## [SOURCE DOCUMENT]
▬▬▬▬▬▬▬▬▬▬

# wife refuses to talk about our issues



## Really worried (Sep 8, 2009)

only things i can get from her is, Ive been a terrible husband for 14 years, and now I try to hard to be the perfect husband and it wont make up for the past. 


any advice ?


btw 
i dont go out, dont drink hardly at all, no porn, but I do take an occassional nap


----------



## RestlessInGeorgia (Dec 3, 2008)

It would really be more helpful if you gave us more information than just the "end product". What are the things she tells you that make you a horrible husband to her? Is there any validity in what she tells you? Is there any way she could've misconstrued things you have done in the past? Are you trying to do too much too quickly and she is just seeing it as surface changes that will not last?


----------



## Xusan (Nov 25, 2008)

Hello,

Some marriage books and programs suggest that you not address any issues until your marriage is on more stable ground. In the meantime, act in a loving manner towards your wife. Change/stop whatever behaviors you think have pushed your wife to this point, and read up on marriage how tos. This site is a great place to start.

▬▬▬▬▬▬▬▬▬▬

## [PROVIDED RECORDS]
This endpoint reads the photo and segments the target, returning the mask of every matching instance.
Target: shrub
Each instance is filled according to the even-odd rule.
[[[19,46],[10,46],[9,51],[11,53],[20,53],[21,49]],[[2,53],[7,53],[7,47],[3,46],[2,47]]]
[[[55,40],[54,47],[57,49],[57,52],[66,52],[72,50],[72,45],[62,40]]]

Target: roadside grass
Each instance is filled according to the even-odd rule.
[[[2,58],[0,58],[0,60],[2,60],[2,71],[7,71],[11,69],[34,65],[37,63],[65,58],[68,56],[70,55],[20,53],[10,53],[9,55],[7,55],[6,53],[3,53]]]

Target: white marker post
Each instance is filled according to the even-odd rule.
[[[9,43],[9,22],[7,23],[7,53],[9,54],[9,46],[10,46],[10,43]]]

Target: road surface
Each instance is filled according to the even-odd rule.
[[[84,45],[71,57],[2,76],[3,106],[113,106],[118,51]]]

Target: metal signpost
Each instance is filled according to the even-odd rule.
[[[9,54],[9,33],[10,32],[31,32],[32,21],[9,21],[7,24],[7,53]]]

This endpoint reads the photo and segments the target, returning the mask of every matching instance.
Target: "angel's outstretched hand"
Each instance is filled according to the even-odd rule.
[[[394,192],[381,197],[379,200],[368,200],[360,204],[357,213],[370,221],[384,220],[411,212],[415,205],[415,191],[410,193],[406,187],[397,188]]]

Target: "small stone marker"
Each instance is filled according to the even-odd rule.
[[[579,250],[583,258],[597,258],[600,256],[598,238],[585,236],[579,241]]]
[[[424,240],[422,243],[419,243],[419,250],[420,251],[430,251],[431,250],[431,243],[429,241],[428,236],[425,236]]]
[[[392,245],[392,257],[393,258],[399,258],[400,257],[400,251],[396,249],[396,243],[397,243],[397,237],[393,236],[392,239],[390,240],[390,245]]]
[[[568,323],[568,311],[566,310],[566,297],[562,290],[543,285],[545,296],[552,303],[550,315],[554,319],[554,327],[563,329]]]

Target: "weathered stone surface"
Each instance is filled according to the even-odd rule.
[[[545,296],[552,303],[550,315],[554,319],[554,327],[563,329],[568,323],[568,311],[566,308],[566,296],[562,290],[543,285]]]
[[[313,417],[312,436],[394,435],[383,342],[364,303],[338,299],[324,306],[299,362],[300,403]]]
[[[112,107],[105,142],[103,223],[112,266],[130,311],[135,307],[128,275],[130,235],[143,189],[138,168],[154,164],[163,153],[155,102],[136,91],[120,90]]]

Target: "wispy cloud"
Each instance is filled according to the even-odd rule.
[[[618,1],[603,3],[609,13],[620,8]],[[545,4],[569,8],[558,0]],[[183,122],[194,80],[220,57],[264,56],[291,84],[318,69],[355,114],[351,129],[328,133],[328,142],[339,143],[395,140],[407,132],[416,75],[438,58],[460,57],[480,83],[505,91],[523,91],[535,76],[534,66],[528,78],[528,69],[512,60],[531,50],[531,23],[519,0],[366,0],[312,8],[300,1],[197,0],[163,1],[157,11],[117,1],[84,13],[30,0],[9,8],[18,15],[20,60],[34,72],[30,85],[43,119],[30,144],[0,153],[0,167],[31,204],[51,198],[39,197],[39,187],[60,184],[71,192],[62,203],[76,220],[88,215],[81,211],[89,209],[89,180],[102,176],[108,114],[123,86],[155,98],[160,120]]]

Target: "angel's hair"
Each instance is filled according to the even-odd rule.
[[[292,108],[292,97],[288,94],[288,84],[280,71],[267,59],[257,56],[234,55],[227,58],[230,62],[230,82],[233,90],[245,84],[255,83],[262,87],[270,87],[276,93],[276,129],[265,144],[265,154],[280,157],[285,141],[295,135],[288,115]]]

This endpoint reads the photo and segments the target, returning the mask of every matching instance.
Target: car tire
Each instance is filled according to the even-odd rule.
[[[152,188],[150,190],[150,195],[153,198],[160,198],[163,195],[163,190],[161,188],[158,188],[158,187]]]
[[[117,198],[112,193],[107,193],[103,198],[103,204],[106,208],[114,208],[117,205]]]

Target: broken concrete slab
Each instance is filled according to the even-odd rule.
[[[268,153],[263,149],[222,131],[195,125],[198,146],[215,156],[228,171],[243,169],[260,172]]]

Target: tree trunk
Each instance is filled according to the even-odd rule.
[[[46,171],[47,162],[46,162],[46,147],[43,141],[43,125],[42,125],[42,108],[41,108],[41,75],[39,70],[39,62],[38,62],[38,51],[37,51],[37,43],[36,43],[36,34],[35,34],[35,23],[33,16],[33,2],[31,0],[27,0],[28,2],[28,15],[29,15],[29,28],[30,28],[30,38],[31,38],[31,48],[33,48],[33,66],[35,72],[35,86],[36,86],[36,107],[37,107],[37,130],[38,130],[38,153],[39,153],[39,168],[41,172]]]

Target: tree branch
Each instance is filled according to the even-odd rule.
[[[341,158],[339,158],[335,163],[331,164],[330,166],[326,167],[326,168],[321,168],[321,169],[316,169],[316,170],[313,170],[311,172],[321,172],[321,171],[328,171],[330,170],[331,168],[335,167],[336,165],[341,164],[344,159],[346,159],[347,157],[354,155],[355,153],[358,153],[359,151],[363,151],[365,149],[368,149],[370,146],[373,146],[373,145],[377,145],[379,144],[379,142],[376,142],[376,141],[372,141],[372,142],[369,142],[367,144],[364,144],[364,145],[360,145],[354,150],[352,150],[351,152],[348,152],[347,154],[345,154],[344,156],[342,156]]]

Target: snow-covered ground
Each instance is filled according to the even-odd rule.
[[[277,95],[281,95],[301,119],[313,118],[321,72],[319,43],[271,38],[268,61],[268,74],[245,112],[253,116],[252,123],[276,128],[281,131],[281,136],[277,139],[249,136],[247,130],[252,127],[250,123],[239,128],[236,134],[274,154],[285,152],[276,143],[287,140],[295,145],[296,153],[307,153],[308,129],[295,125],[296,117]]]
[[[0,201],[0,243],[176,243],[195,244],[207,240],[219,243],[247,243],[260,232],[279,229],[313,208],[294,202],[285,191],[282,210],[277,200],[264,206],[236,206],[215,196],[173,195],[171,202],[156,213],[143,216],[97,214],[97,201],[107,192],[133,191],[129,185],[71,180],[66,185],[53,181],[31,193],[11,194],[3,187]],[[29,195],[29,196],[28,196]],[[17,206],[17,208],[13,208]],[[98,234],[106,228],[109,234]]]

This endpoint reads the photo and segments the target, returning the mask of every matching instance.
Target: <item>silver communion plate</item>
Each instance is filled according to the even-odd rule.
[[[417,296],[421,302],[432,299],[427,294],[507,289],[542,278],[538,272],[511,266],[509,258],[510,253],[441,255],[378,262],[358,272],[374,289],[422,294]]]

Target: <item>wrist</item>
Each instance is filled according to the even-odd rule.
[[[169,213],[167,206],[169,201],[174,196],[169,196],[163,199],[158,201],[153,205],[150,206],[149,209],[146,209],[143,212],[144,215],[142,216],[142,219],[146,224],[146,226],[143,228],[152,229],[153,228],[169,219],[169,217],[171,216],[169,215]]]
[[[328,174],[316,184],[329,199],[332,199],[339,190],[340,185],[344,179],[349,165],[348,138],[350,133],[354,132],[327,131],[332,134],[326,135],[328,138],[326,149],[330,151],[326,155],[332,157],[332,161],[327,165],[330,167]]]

▬▬▬▬▬▬▬▬▬▬

## [EXERCISE GOAL]
Write out the forum thread word for word, from "It would really" up to and including "place to start.". The lines above have no connection to the forum thread.

## [TASK RESULT]
It would really be more helpful if you gave us more information than just the "end product". What are the things she tells you that make you a horrible husband to her? Is there any validity in what she tells you? Is there any way she could've misconstrued things you have done in the past? Are you trying to do too much too quickly and she is just seeing it as surface changes that will not last?


----------



## Xusan (Nov 25, 2008)

Hello,

Some marriage books and programs suggest that you not address any issues until your marriage is on more stable ground. In the meantime, act in a loving manner towards your wife. Change/stop whatever behaviors you think have pushed your wife to this point, and read up on marriage how tos. This site is a great place to start.